* **Set exercise 1**: Translate this sentence from the passage about the Torsus Praetorian into Spanish: "The Torsus Praetorian is a normal coach in the same way that a great white shark is a fish."

Photography: Dean Smith
Luckily for me, the term ‘bus’ also covers a lot of intellectual ground, because this is not your average item of public transport. The Torsus Praetorian is a normal coach in the same way that a great white shark is a fish. It’s leaner, meaner, more capable. Designed from the outset to be a multi-people-mover with extra ability, a super-sized MPV. It’s got big tyres, even bigger suspension and more diff locks than it has axles. It also looks like it’s been designed with dark thoughts at 2am, eyes gritty from lack of sleep and an imagination doling out semi-lucid nightmare fuel. The luxury coach of the apocalypse. A bit of kit necessary because when a vicious waterfall of molten rock wounds an entire island, leaving behind a thick keloid of black scar tissue, humans adapt. We build a road up it and make tourism happen. Obviously.
![Torsus Praetorian](/sites/default/files/styles/media_embed/public/2022/10/1_0.jpg?itok=MzwLIrEA)
There are roads up to the top of Etna. Rough, broken roads that tend to wander in the face of unusually mobile geography. We will be employing some of those lesser-used routes today, to see if the Praetorian is actually capable, or just a butch-looking bus. But first, I’ve got to learn to drive it on Sicily’s tight and twisting tarmac mountain roads – if I can’t handle it, I can’t drive it on the mountain’s barrierless switchbacks. No pressure.

* **Set exercise 2**: Show every line of the rows below that contains the string "floor". Case counts.

* **Supplied records**:
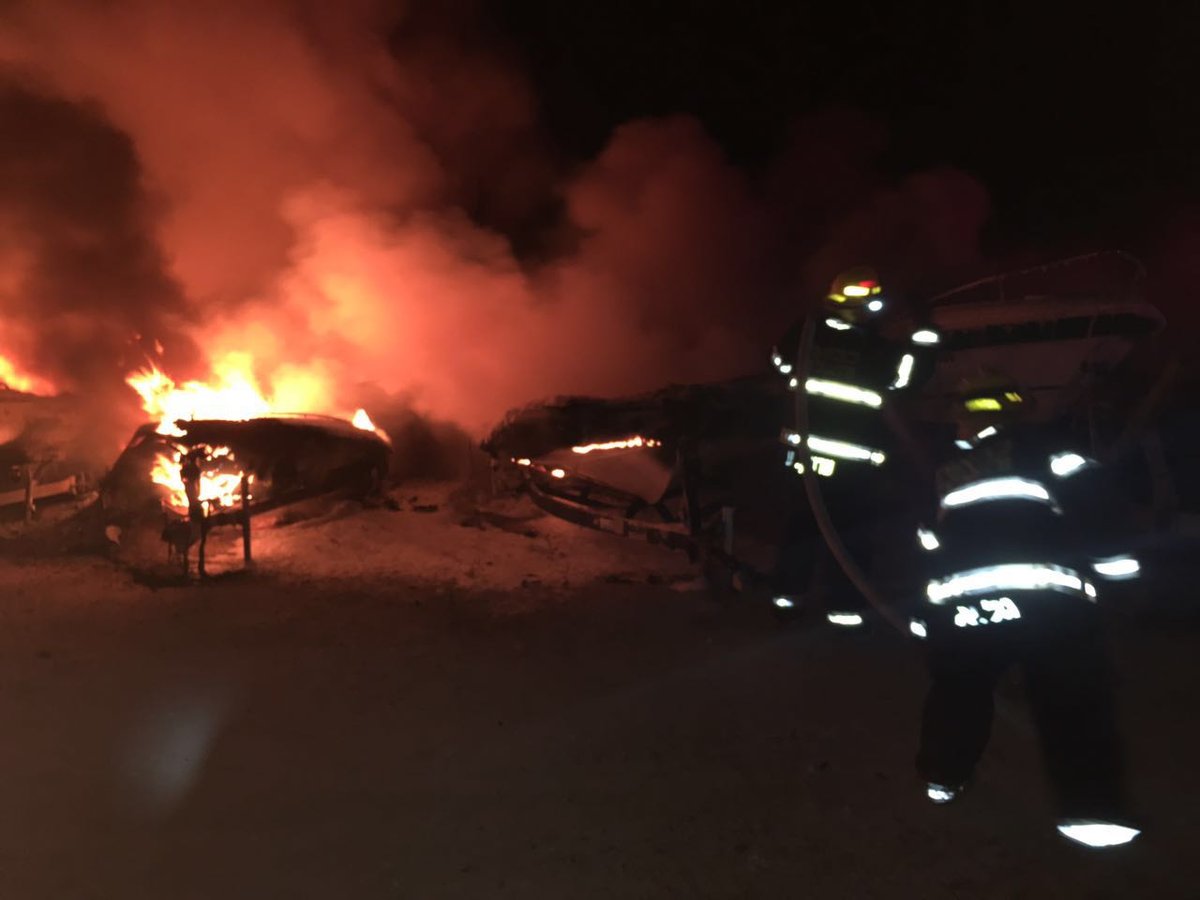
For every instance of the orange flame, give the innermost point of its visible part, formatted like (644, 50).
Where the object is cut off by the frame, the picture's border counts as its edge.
(233, 395)
(361, 420)
(624, 444)
(19, 381)
(217, 486)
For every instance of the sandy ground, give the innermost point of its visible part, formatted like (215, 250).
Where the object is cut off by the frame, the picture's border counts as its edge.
(397, 705)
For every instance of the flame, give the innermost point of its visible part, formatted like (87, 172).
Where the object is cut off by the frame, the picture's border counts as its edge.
(624, 444)
(361, 420)
(233, 394)
(219, 485)
(19, 381)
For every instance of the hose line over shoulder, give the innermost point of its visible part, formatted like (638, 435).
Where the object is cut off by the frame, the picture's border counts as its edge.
(813, 489)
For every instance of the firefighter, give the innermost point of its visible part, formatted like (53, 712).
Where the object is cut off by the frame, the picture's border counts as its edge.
(852, 370)
(1021, 534)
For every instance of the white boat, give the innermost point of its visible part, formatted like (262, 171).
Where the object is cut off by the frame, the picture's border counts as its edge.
(1056, 328)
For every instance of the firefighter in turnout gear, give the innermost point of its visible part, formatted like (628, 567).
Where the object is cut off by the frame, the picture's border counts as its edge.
(850, 371)
(1023, 535)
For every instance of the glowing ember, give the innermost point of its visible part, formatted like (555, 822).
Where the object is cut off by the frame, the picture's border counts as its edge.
(624, 444)
(18, 381)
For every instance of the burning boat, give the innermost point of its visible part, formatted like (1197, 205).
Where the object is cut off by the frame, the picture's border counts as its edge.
(667, 466)
(207, 473)
(35, 459)
(672, 466)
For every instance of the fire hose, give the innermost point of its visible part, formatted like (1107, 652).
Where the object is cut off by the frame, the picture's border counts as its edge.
(813, 489)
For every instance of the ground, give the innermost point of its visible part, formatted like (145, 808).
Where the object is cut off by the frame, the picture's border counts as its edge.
(420, 705)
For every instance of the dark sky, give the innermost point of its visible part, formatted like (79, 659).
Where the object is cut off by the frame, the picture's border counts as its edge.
(1083, 124)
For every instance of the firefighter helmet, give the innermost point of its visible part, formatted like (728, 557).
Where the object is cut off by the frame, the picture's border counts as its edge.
(856, 291)
(991, 396)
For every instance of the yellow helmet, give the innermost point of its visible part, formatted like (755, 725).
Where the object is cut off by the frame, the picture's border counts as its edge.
(991, 395)
(856, 289)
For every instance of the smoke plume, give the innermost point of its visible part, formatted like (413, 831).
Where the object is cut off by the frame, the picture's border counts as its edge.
(334, 190)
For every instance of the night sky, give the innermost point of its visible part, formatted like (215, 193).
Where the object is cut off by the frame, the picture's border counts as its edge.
(1081, 124)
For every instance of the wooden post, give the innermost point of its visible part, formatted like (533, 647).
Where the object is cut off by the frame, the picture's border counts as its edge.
(29, 492)
(245, 520)
(204, 543)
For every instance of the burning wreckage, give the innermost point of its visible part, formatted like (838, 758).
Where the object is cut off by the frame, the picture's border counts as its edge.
(207, 473)
(667, 466)
(36, 463)
(673, 466)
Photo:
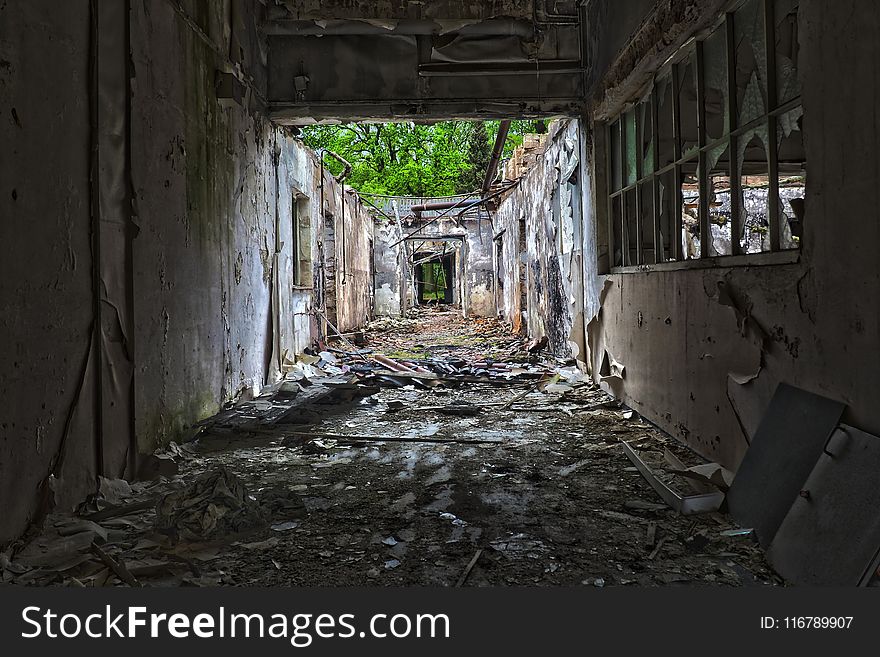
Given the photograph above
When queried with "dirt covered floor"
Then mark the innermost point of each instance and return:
(506, 468)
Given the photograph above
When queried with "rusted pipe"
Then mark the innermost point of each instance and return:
(445, 205)
(503, 130)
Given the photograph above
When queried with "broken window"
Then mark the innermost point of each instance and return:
(711, 161)
(301, 246)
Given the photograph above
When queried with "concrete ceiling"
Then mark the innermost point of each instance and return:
(344, 60)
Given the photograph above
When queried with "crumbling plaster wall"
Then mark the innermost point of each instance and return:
(215, 185)
(353, 230)
(204, 180)
(552, 208)
(692, 340)
(475, 264)
(47, 358)
(389, 268)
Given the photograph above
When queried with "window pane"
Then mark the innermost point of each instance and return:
(668, 208)
(787, 47)
(792, 178)
(753, 170)
(629, 122)
(646, 137)
(664, 121)
(690, 211)
(715, 84)
(646, 194)
(751, 62)
(631, 234)
(616, 165)
(687, 99)
(718, 166)
(616, 224)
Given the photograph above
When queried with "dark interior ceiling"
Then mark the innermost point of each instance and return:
(343, 60)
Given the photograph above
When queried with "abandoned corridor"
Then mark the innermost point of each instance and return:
(680, 277)
(523, 474)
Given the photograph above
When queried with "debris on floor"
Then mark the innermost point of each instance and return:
(442, 451)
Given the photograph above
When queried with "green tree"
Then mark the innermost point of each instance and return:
(414, 159)
(479, 152)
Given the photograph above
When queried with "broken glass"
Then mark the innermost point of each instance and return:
(715, 84)
(753, 171)
(665, 127)
(668, 204)
(690, 211)
(616, 166)
(688, 107)
(788, 85)
(646, 196)
(719, 204)
(631, 234)
(616, 226)
(792, 177)
(751, 62)
(646, 136)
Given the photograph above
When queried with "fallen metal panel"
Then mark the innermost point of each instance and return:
(785, 448)
(686, 505)
(831, 535)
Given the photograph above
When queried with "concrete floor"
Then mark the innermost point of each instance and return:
(541, 493)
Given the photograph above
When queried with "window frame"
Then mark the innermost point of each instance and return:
(670, 74)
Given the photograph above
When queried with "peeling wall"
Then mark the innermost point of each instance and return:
(215, 185)
(474, 275)
(204, 181)
(148, 227)
(704, 349)
(48, 383)
(541, 270)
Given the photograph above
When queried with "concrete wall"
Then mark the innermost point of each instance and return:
(431, 60)
(548, 260)
(48, 387)
(475, 275)
(704, 349)
(148, 236)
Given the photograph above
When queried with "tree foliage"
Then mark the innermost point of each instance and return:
(412, 159)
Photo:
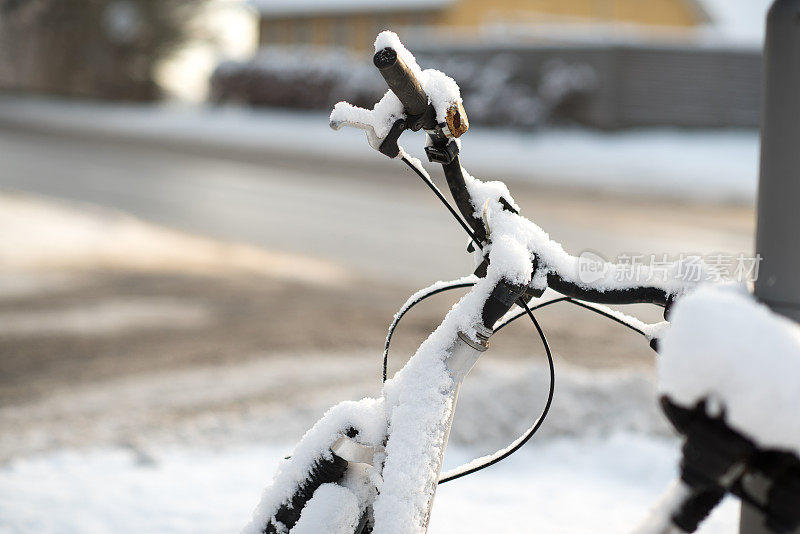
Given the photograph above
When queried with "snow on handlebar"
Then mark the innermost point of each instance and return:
(416, 99)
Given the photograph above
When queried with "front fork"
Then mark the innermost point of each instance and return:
(462, 357)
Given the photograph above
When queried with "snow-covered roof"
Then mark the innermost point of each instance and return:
(307, 7)
(738, 20)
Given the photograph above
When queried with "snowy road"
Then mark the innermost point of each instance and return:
(373, 218)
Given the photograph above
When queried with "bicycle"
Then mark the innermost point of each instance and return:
(374, 465)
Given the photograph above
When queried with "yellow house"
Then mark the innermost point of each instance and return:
(354, 23)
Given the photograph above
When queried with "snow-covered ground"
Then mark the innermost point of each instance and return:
(706, 165)
(197, 465)
(561, 486)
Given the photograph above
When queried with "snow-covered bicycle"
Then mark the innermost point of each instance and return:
(374, 465)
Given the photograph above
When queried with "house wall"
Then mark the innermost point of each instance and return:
(357, 30)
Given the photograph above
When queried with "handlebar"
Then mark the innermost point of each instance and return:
(404, 84)
(401, 80)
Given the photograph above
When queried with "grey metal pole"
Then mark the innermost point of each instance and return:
(777, 238)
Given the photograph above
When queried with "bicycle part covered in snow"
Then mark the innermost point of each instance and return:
(374, 465)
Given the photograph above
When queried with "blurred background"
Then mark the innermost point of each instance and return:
(193, 266)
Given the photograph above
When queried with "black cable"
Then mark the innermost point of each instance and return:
(405, 310)
(441, 197)
(576, 303)
(529, 434)
(502, 325)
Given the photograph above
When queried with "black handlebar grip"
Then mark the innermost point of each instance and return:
(401, 81)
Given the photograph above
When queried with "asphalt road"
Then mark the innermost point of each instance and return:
(378, 221)
(120, 357)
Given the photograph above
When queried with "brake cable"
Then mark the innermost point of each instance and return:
(527, 310)
(423, 174)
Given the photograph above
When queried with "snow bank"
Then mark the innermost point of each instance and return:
(655, 162)
(41, 234)
(724, 345)
(560, 486)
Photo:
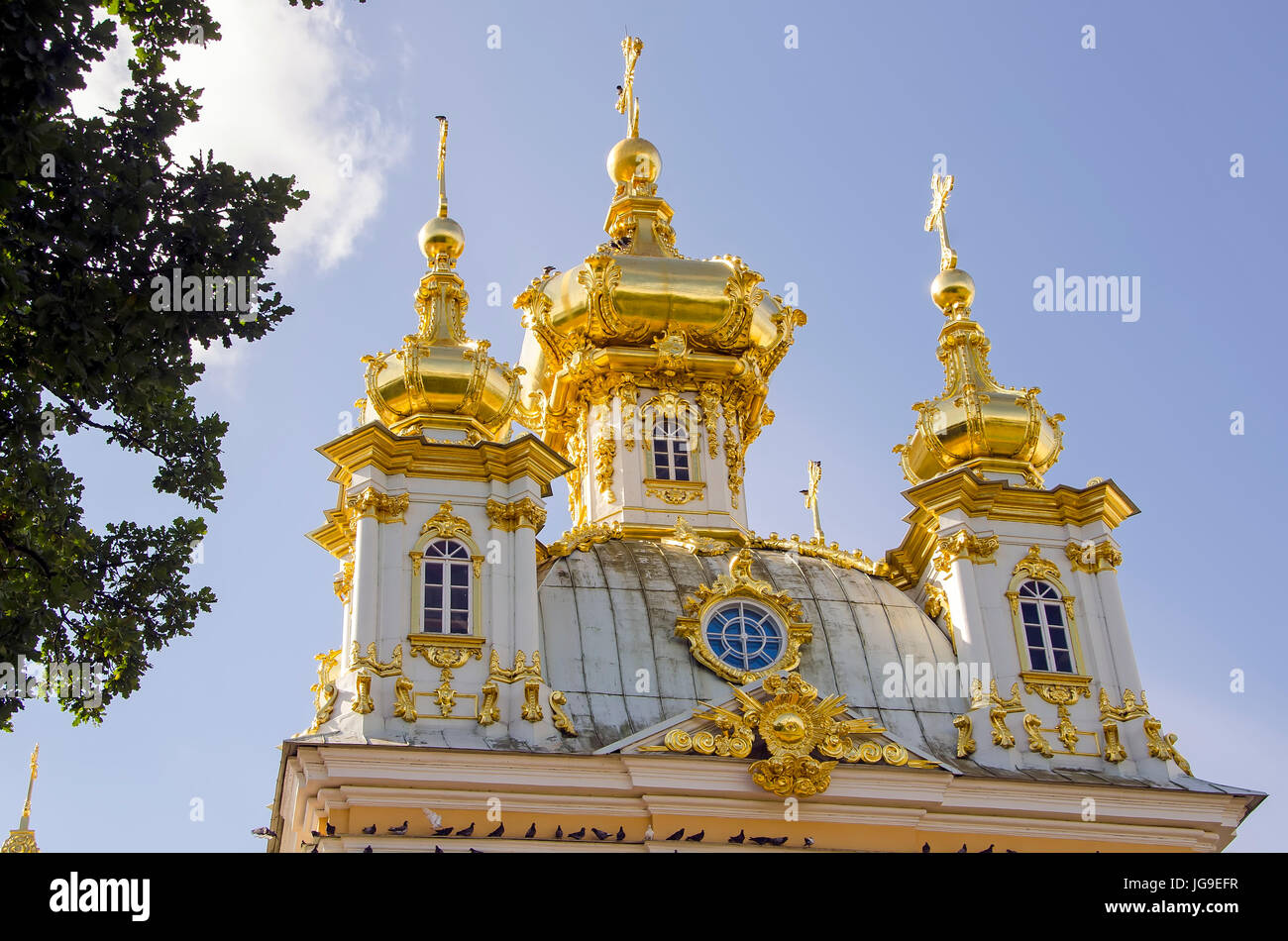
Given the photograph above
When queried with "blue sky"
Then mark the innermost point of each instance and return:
(812, 164)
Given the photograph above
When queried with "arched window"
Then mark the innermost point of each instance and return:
(447, 587)
(1046, 635)
(670, 448)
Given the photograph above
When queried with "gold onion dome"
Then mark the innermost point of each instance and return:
(638, 308)
(441, 378)
(977, 422)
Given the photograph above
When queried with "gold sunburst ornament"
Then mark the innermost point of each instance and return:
(799, 730)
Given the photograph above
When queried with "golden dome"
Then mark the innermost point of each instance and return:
(441, 378)
(977, 421)
(636, 308)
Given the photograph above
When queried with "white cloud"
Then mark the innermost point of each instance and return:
(282, 94)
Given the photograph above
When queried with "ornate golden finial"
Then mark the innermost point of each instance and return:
(24, 839)
(442, 164)
(815, 475)
(626, 101)
(941, 185)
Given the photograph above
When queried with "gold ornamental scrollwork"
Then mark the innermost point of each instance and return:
(325, 691)
(489, 712)
(581, 538)
(1163, 747)
(509, 516)
(1093, 558)
(1035, 567)
(372, 662)
(675, 492)
(802, 733)
(965, 743)
(380, 506)
(563, 721)
(1060, 690)
(739, 583)
(404, 699)
(362, 701)
(531, 709)
(1001, 709)
(962, 544)
(446, 524)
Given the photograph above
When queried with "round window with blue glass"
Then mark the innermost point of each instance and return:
(745, 636)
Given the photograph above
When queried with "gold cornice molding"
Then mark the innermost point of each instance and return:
(375, 446)
(1093, 558)
(964, 490)
(510, 516)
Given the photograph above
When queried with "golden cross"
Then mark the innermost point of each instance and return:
(626, 101)
(26, 807)
(815, 475)
(442, 164)
(941, 185)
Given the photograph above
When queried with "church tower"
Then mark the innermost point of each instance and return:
(661, 678)
(647, 368)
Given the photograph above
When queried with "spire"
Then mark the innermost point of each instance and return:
(977, 422)
(24, 839)
(639, 222)
(441, 377)
(815, 475)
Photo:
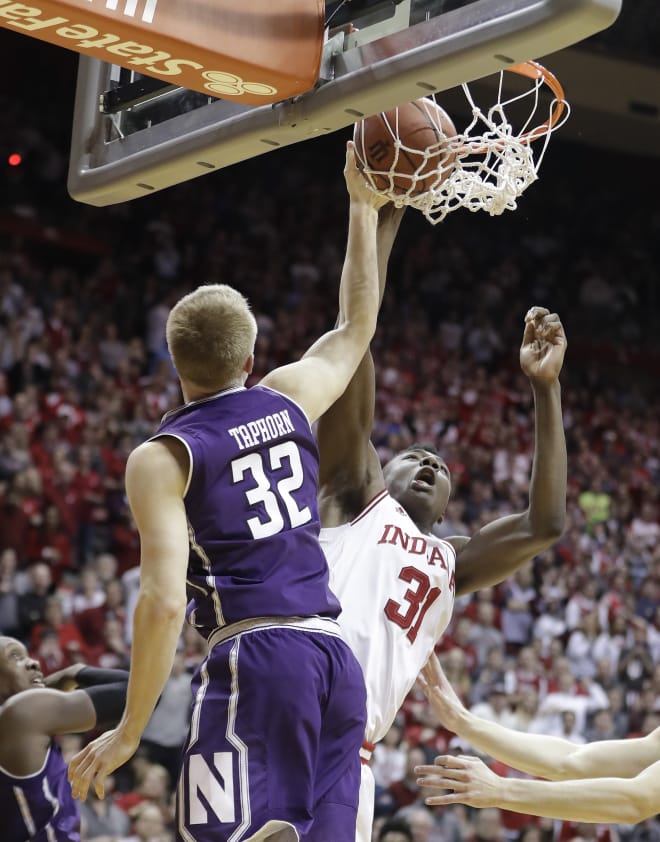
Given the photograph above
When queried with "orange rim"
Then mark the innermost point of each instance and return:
(532, 70)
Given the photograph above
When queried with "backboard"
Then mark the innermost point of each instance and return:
(133, 135)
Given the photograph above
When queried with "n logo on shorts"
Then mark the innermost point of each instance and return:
(204, 788)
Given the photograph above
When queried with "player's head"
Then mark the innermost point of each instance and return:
(419, 479)
(18, 671)
(211, 334)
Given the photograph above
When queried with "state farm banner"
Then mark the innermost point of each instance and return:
(256, 51)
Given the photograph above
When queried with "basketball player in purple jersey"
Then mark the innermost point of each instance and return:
(224, 497)
(35, 797)
(396, 581)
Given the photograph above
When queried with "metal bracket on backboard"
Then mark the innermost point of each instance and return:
(436, 54)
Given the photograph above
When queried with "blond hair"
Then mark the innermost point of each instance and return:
(210, 334)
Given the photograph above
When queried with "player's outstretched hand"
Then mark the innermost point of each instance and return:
(467, 780)
(543, 346)
(440, 694)
(92, 765)
(356, 184)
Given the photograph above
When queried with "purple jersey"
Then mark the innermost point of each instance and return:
(39, 807)
(251, 508)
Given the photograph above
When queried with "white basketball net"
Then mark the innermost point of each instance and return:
(493, 164)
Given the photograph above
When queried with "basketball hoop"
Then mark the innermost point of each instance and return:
(490, 163)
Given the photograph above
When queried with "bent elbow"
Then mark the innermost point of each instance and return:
(164, 608)
(549, 528)
(639, 807)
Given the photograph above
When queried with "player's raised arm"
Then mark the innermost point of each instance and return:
(501, 547)
(156, 476)
(467, 780)
(536, 754)
(350, 473)
(317, 380)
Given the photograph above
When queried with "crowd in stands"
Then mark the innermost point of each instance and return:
(569, 646)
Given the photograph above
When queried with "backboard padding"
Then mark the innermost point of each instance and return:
(434, 55)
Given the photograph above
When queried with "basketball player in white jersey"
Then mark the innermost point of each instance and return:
(395, 580)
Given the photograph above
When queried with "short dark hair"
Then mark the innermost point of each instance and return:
(395, 826)
(421, 446)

* **Answer 1**: El Torsus Praetorian es un autocar normal del mismo modo que un gran tiburón blanco es un pez.

* **Answer 2**:
When queried with "dirt covered floor"
When queried with "debris on floor"
When queried with "concrete floor"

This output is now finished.